Check out the prices of an ASUS C2SL2 MoBo. Not hard to change out and is a fantastic motherboard! Rock stable and will support all PIII processors amd modern vid cards.
To: green team 1999
i got 640 mb for a 700 mhz duron and moves fast.
Sounds like a great machine! :)
I think you are out of luck with that AGP 1.0 motherboard. No GeForce2 cards will run on it with any stablity. You'd get a lot of lockups and such from all the user comments on newsgroups about such setups. The best I think you can get would be a TNT2 based card with the 1.0 AGP.
You maybe should consider saving your pennys a bit longer and upgrade your motherboard/CPU combo too. But, then that usually means a new case due to needing a 300w power supply. So, you get into money when you only wanted a better video card.
Stay away from the GeForce2 PCI video cards. They can be had inexpensively. But, the performance is awful on most things from what I've read. The PCI interface would over come your problem, but you'd still be disappointed with the performance. The memory bandwidith is just not enought to feed that chipset on a PCI bus. It's a suckers market card I believe. It's like putting a 4 cylinder engine in a corvette....

# Provided material:

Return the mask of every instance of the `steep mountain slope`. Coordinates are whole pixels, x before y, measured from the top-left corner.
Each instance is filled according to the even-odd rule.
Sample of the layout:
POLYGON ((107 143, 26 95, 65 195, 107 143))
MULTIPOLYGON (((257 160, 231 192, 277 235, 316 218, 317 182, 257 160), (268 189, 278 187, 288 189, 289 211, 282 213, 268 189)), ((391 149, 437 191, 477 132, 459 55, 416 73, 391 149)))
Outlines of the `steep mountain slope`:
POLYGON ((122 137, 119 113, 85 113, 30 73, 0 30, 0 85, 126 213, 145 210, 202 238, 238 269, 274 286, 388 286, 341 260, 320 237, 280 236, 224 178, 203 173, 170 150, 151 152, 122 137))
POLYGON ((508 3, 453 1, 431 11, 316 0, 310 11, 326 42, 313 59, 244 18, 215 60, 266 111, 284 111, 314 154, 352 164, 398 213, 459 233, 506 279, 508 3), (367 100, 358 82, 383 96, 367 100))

# Problem statement:
From the forum posts about upgrading a video card above, list every named hardware product or product line (motherboard models, processor lines, graphics chip families).

# Answer section:
- ASUS C2SL2
- PIII
- Duron
- GeForce2
- TNT2